▶ _Work to do_: Lay out the lines below as a Markdown table with the columns "Number" and "Line," starting with the line that contains "Highlight the flowing" and going on through the last line. Number each row, and leave out any blank lines.

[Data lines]
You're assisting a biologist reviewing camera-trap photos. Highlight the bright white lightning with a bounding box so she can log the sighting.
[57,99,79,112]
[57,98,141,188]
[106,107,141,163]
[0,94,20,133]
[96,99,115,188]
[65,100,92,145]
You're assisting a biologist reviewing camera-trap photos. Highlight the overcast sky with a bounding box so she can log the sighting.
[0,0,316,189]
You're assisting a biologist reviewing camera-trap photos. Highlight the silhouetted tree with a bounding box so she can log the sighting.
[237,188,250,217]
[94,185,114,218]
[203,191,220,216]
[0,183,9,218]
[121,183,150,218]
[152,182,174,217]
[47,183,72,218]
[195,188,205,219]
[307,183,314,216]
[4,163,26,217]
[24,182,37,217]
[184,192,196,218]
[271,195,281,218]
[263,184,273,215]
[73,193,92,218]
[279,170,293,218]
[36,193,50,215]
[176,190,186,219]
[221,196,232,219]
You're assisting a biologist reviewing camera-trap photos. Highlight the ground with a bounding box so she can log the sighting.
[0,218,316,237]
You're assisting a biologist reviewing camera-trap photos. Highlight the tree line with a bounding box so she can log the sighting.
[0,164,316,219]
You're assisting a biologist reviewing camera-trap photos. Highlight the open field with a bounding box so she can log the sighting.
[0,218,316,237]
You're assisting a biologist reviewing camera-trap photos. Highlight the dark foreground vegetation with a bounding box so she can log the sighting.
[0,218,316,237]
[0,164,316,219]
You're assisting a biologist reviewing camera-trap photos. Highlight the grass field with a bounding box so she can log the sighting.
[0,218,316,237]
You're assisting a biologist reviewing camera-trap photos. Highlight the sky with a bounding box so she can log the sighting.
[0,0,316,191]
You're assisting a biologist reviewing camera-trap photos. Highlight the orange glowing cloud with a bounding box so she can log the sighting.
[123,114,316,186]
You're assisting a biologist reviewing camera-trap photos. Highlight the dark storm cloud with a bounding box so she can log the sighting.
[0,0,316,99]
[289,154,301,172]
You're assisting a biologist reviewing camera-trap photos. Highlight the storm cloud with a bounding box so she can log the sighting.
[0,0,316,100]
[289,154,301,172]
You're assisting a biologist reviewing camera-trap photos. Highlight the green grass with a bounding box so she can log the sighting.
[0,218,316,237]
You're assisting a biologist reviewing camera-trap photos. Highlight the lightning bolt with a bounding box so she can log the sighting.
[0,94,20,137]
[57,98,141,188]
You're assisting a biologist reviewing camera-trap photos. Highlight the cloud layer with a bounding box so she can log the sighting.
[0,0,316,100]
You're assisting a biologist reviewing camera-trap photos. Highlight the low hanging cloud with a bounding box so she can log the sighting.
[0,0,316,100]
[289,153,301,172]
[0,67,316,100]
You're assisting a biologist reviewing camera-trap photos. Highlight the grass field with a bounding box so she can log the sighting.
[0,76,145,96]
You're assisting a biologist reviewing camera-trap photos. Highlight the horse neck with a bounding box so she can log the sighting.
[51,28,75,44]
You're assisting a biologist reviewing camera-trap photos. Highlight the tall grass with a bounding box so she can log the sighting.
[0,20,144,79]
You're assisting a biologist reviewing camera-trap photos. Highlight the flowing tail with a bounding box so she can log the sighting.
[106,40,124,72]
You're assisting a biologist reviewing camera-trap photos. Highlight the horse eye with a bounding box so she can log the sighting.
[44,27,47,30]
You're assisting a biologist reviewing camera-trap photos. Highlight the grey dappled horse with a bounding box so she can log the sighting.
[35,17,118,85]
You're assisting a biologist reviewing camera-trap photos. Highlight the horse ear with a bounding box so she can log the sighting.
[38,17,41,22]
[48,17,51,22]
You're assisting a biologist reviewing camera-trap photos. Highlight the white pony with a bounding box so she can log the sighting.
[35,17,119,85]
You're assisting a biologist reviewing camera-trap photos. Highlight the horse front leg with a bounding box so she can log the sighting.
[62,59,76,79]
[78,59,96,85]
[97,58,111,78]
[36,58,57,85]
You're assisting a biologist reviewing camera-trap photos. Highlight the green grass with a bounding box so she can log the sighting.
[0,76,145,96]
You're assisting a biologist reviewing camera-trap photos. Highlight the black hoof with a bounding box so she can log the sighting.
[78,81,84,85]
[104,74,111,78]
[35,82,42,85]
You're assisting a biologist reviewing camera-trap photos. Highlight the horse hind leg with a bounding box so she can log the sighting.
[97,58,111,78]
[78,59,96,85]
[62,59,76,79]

▶ _The completed task_:
| Number | Line |
|---|---|
| 1 | You're assisting a biologist reviewing camera-trap photos. Highlight the flowing tail with a bounding box so she can log the sighting. |
| 2 | [106,40,124,72] |
| 3 | You're assisting a biologist reviewing camera-trap photos. Highlight the horse eye with a bounding box so she can log the sighting. |
| 4 | [44,27,47,30] |
| 5 | You're assisting a biologist reviewing camera-trap photos. Highlight the grey dappled horse with a bounding box so she can log the sighting. |
| 6 | [35,17,118,85] |
| 7 | You're assisting a biologist reviewing camera-trap photos. Highlight the horse ear with a bounding box so she can log the sighting. |
| 8 | [38,17,41,22] |
| 9 | [48,17,51,22] |
| 10 | You're assisting a biologist reviewing camera-trap photos. Highlight the white pony with a bounding box so she can log the sighting. |
| 11 | [35,17,119,85] |
| 12 | You're assisting a biologist reviewing camera-trap photos. Highlight the horse front leg with a bounding box so she can log the sighting. |
| 13 | [62,59,76,79] |
| 14 | [78,59,96,85] |
| 15 | [97,58,111,78] |
| 16 | [36,58,57,85] |
| 17 | You're assisting a biologist reviewing camera-trap photos. Highlight the green grass with a bounding box so she can log the sighting. |
| 18 | [0,76,145,96] |
| 19 | You're assisting a biologist reviewing camera-trap photos. Highlight the black hoof with a bounding box so she can log the sighting. |
| 20 | [78,81,84,85] |
| 21 | [104,74,111,78] |
| 22 | [35,82,42,85] |
| 23 | You're assisting a biologist reviewing camera-trap photos. Highlight the horse hind leg with a bounding box so she can log the sighting. |
| 24 | [97,58,111,78] |
| 25 | [78,59,96,85] |
| 26 | [62,59,76,79] |